(Data lines)
## START
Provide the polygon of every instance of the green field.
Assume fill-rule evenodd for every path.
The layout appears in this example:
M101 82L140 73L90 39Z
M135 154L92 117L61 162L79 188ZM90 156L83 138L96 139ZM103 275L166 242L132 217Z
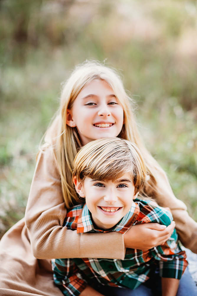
## END
■ **DIRECTIONS FOR THIS TASK**: Rewrite the material above as a JSON list of strings, one string per line, skipping blank lines and leaving the pictures out.

■ **SOLUTION BELOW**:
[
  "Provide the polygon of every instance of the green field.",
  "Assume fill-rule evenodd for every path.",
  "The layout appears in this example:",
  "M101 82L140 73L90 39Z",
  "M135 154L92 117L61 162L79 188ZM90 156L83 138L96 139ZM103 275L166 242L132 217Z"
]